▸ **Information given**
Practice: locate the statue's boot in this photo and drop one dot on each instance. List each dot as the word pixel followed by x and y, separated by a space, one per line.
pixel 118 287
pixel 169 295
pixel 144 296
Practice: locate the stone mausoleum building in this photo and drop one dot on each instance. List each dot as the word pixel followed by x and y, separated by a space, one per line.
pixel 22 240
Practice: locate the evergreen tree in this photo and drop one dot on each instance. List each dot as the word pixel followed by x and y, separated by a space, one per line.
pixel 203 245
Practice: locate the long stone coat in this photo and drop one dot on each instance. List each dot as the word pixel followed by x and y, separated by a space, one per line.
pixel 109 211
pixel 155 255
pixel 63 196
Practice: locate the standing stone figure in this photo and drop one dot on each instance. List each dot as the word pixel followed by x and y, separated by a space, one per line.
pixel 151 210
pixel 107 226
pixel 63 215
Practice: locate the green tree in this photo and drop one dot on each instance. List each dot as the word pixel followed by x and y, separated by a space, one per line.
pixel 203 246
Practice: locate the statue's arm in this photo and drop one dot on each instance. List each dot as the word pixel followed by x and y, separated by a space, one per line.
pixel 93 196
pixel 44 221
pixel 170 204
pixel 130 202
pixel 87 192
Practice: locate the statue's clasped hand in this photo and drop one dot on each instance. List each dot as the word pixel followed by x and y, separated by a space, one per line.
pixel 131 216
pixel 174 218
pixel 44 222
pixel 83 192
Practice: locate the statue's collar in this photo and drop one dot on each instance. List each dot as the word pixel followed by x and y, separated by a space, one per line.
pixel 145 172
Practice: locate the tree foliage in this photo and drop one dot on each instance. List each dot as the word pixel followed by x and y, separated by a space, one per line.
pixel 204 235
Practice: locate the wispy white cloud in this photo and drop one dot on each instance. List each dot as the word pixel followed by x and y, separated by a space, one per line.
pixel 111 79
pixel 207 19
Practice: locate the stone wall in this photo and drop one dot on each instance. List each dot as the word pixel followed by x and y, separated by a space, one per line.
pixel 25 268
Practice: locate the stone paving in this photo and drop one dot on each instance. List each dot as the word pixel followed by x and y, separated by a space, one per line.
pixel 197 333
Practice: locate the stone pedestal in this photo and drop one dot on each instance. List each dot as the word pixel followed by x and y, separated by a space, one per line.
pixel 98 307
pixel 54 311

▸ **Exercise prompt**
Reproduce the listing shown above in its entirety, exactly.

▸ **Finished exercise**
Practice: locate the statue's boot in this photo and drop one dot on each instance. List each dot as the word pixel followed by x and y, separated by a space, one per line.
pixel 118 287
pixel 169 295
pixel 144 296
Practice: locate the stone mausoleum building in this photo and drop one dot on each instance. List each dot as the word pixel followed by x and y, separated by a space, one per line.
pixel 22 240
Practice: locate the evergreen tree in this photo and drop one dot on each instance. List each dot as the word pixel followed by x and y, separated by a space, one per line.
pixel 203 245
Practice: locate the long stone coat in this photo and drop one dot on each instance. List each dot as the word pixel followed by x and y, separated by a space, one per line.
pixel 109 211
pixel 155 255
pixel 63 196
Practice: locate the standing stone figure in this photo and drop one dot on each instance. List each dot as the word pixel followed by x and y, separated by a space, one per line.
pixel 151 210
pixel 107 226
pixel 63 215
Practice: locate the green tree in this photo and drop one dot on each instance. List each dot as the word pixel followed by x and y, separated by a space, one per line.
pixel 203 246
Practice: locate the statue's arm in this photo and drop one dot on each instance. List each dot as the word pixel followed by x and y, separated by a space, one per line.
pixel 93 196
pixel 44 221
pixel 170 204
pixel 130 202
pixel 87 192
Practice: locate the statue's clasped hand in this photo and drop one dot on each instance. List each dot as the word pixel followed by x and y, separated by a space, one per line.
pixel 131 216
pixel 174 218
pixel 44 222
pixel 83 192
Practice: locate the statue's collar in this photo and drop one dot on each instance. List each dot as the word pixel followed by x and y, separated by a space, one per line.
pixel 145 172
Practice: locate the tree foliage in this photo and drop one dot on each instance. List each dot as the word pixel followed by x and y, separated by a space, one per line.
pixel 204 235
Practice: locate the wispy white cloud in this photo and drop one dot on each instance. List each dot as the word pixel followed by x and y, separated by a space, one per line.
pixel 111 79
pixel 207 19
Practice: locate the stone wall in this photo and drop one dot on each instance. List each dot as the word pixel followed by x and y, separated by a space, one per line.
pixel 25 268
Practice: locate the stone paving in this photo and drop one dot on each instance. List each dot as the word pixel followed by x and y, separated by a space, one per line.
pixel 197 333
Practice: locate the stone pedestal in this photo and drop one dot on each instance. List each dot as the word pixel followed by x and y, separated by a space, one per line.
pixel 98 307
pixel 54 311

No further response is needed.